**Excerpt provided:**
____

Data Granularity and Context

Consider how the granularity and context of data and associated metadata to help to inform your FAIR objectives.

  • Understand the granularity and context of the data as early as possible


The phenomenal growth of Life Science data makes it more important than ever to invest in support for the life cycle of data management which is enhanced by making the data FAIR, being Findable, Accessible. Interoperable and Reusable [1]. This method considers the granularity of data and the context of application to identify to inform the FAIR objectives. This will help to determine which Maturity Indicators are likely to be most important for improvement [2]. The method described here is designed to inform which FAIR Maturity Indicators are expected to be the most important to improve so that the data can be ingested by machine and human-assisted workflows for processing, storage, integration, finding and application [3,4], as illustrated in Figure 1 below.

Figure 1: Management of the FAIR data life cycle

How To

The following questions about granularity and context for the data and metdata should be considered, prior to making the data FAIR (FAIRification) either through a process of retrospective transformation or by proactive design. Multiple choice answers can be given but if a question prompts inprecise, uncertain or unknown answers then further study of feasibility will be required to gain more precise answers in an iterative manner from domain experts and other likely end users of the data. Analysis of these answers will foster the need for a Data Management Plan and help to determine the most valuable Maturity Indicators for making the data more FAIR.

  1. What levels of granularity are appropriate for the data and metadata?
    • a. Catalogue
    • b. Collection
    • c. Set
    • d. Type of content; e.g. raw, derived, numeric or categoric
    • e. Transformed
    • f. Unknown
      • Points to MIs for FINDABILITY
  2. What types of scientific competency question [4] are most important for the data and metadata?
    • a. Compound
    • b. Target
    • c. Pathway
    • d. Disease
    • e. Other
    • f. Unknown
  3. When will the data and metadata be reviewed for value?
    • a. How many years?
    • b. Is this longevity supported by a retention policy?
    • c. When will the data be archived or deleted?
    • d. How is the metadata supported as a permanent record of the science?
    • e. Unknown
      • Points to the need for a DATA MANAGEMENT PLAN
  4. Will the data and metadata need to be found by a web search engine?
    • a. Yes
    • b. No
    • c. Unknown
      • Points to MIs for FINDABILITY
  5. Who needs to access to the data and metadata?
    • a. Named individuals
    • b. Named groups
    • c. Name project or function
    • d. Organisation wide
    • e. External access by registered people
    • f. Public access by any individual
    • g. Unknown
      • Points to MIs for ACCESSIBILITY
  6. How important is it to integrate this dataset with other sources?
    • a. Important
    • b. Desirable
    • c. Unimportant
    • d. Unknown
  7. How precious is the dataset?

____

**Assignment:**
Summarize the text on data granularity and context in two sentences.

____

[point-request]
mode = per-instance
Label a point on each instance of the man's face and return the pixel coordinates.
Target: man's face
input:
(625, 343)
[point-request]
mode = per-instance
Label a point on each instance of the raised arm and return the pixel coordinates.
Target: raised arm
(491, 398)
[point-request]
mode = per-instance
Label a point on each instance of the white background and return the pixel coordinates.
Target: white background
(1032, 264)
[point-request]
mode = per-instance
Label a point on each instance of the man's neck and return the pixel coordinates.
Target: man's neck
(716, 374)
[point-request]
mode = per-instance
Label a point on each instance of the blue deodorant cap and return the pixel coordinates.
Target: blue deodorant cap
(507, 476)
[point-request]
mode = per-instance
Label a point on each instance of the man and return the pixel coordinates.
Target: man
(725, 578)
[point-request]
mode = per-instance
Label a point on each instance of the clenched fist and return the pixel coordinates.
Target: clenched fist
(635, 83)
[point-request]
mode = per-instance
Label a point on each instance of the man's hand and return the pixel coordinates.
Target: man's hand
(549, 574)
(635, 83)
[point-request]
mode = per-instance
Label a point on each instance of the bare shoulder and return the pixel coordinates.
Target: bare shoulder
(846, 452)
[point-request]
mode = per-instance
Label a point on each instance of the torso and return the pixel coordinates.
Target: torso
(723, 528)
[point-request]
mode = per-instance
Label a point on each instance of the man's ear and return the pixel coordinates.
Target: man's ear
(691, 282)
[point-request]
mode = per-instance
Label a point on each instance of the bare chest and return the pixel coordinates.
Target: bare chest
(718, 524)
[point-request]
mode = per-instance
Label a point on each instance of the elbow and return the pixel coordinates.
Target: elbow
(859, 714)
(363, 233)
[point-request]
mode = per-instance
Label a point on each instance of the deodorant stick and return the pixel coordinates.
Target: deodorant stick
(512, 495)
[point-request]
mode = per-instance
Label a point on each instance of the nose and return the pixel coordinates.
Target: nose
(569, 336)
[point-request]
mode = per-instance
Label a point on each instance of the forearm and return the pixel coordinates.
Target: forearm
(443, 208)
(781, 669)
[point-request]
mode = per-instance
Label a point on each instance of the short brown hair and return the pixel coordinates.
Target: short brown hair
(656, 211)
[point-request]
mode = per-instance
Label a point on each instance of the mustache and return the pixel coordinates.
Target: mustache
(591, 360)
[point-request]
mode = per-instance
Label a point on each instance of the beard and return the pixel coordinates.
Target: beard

____

**Task result:**
The text describes a method that considers the granularity of data and its context of application to inform FAIR objectives and to identify which Maturity Indicators are most important to improve, so that the data can be ingested by machine and human-assisted workflows. Before FAIRification, it poses questions about appropriate levels of granularity, important scientific competency questions, when the data will be reviewed for value, search engine findability, who needs access, and integration with other sources; imprecise or unknown answers call for further study with domain experts and likely end users.